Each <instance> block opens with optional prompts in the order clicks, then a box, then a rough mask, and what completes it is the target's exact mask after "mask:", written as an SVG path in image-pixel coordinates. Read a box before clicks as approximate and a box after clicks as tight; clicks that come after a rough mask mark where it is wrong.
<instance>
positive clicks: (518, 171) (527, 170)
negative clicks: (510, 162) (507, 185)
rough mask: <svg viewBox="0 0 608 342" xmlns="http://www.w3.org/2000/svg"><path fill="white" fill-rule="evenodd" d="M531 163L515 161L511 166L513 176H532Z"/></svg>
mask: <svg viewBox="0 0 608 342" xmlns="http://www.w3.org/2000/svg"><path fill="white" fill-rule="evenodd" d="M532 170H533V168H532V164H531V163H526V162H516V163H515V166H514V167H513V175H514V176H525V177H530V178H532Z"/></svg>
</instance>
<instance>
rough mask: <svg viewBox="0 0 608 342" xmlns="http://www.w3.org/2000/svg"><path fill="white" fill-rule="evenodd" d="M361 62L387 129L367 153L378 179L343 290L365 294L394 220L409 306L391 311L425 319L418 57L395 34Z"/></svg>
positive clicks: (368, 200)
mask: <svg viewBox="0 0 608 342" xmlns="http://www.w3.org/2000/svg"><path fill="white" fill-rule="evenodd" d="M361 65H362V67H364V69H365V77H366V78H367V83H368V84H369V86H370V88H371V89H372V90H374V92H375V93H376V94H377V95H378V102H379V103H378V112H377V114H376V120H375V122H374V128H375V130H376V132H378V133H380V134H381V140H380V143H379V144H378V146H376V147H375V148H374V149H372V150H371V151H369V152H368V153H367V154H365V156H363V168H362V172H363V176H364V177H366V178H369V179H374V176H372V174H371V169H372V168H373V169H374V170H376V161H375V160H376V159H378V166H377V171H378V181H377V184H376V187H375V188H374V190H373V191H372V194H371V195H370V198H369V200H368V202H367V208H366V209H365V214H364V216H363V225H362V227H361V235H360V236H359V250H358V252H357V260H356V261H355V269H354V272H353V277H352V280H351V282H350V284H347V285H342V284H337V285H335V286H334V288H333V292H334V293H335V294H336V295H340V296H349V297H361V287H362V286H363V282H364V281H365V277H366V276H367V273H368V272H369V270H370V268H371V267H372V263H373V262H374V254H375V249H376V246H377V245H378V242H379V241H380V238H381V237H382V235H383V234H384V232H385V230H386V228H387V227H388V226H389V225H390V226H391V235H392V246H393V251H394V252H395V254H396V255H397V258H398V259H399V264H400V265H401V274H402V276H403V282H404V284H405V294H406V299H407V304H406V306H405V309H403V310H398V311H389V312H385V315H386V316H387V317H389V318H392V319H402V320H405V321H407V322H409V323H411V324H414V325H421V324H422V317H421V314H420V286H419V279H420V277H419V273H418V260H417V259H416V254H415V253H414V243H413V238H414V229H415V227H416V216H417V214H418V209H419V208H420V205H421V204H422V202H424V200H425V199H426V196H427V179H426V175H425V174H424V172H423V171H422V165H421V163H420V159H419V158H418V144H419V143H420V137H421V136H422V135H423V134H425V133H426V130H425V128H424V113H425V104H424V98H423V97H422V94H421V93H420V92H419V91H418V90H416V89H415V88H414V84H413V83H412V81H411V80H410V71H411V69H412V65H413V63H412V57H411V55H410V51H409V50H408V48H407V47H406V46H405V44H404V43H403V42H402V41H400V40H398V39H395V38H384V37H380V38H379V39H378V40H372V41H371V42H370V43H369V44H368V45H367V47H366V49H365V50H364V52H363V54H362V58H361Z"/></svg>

==================================================

_Directions_. Give the material above again, word for word.

_Output of the exercise_.
Each <instance> block opens with optional prompts in the order clicks, then a box, then a rough mask, and what completes it is the target's exact mask after "mask:", written as an SVG path in image-pixel coordinates. Read a box before clicks as approximate and a box after clicks as tight; clicks that come after a rough mask mark where it is wrong.
<instance>
positive clicks: (518, 171) (527, 170)
negative clicks: (510, 162) (507, 185)
rough mask: <svg viewBox="0 0 608 342" xmlns="http://www.w3.org/2000/svg"><path fill="white" fill-rule="evenodd" d="M531 163L515 161L511 166L513 176H532Z"/></svg>
mask: <svg viewBox="0 0 608 342" xmlns="http://www.w3.org/2000/svg"><path fill="white" fill-rule="evenodd" d="M532 170H533V168H532V164H531V163H526V162H516V163H515V166H514V167H513V175H514V176H525V177H530V178H532Z"/></svg>
</instance>
<instance>
rough mask: <svg viewBox="0 0 608 342" xmlns="http://www.w3.org/2000/svg"><path fill="white" fill-rule="evenodd" d="M361 62L387 129L367 153L378 179L343 290L365 294L394 220L409 306L391 311L425 319L418 57L395 34Z"/></svg>
positive clicks: (368, 200)
mask: <svg viewBox="0 0 608 342" xmlns="http://www.w3.org/2000/svg"><path fill="white" fill-rule="evenodd" d="M361 65H362V67H364V69H365V77H366V78H367V83H368V84H369V86H370V88H371V89H372V90H374V92H375V93H376V94H377V95H378V102H379V103H378V112H377V114H376V120H375V122H374V128H375V130H376V132H378V133H380V134H381V140H380V143H379V144H378V146H376V147H375V148H374V149H372V150H371V151H369V152H368V153H367V154H365V156H363V168H362V172H363V176H364V177H366V178H369V179H374V176H372V174H371V169H372V168H373V169H374V170H376V161H375V160H376V159H378V166H377V171H378V181H377V184H376V187H375V188H374V190H373V191H372V194H371V195H370V198H369V200H368V202H367V208H366V209H365V214H364V216H363V225H362V227H361V235H360V236H359V250H358V252H357V260H356V261H355V269H354V272H353V277H352V280H351V282H350V284H347V285H342V284H337V285H335V286H334V288H333V292H334V293H335V294H336V295H340V296H349V297H361V287H362V286H363V282H364V281H365V277H366V276H367V273H368V272H369V270H370V268H371V267H372V263H373V262H374V254H375V249H376V246H377V245H378V242H379V241H380V238H381V237H382V235H383V234H384V232H385V230H386V228H387V227H388V226H389V225H390V226H391V235H392V246H393V251H394V252H395V254H396V255H397V258H398V259H399V264H400V265H401V274H402V276H403V282H404V284H405V294H406V299H407V304H406V306H405V309H403V310H398V311H389V312H385V315H386V316H387V317H389V318H392V319H402V320H405V321H407V322H409V323H411V324H414V325H421V324H422V317H421V314H420V286H419V279H420V277H419V273H418V260H417V259H416V254H415V253H414V243H413V238H414V229H415V227H416V216H417V214H418V209H419V208H420V205H421V204H422V202H424V200H425V199H426V196H427V179H426V175H425V174H424V172H423V171H422V165H421V163H420V159H419V158H418V144H419V143H420V137H421V136H422V135H423V134H425V133H426V130H425V128H424V113H425V104H424V98H423V97H422V94H421V93H420V92H419V91H418V90H416V89H415V88H414V84H413V83H412V81H411V80H410V71H411V69H412V65H413V63H412V57H411V55H410V51H409V50H408V48H407V47H406V46H405V44H404V43H403V42H402V41H400V40H398V39H395V38H384V37H380V38H379V39H378V40H372V41H371V42H370V43H369V44H368V45H367V47H366V49H365V50H364V52H363V54H362V58H361Z"/></svg>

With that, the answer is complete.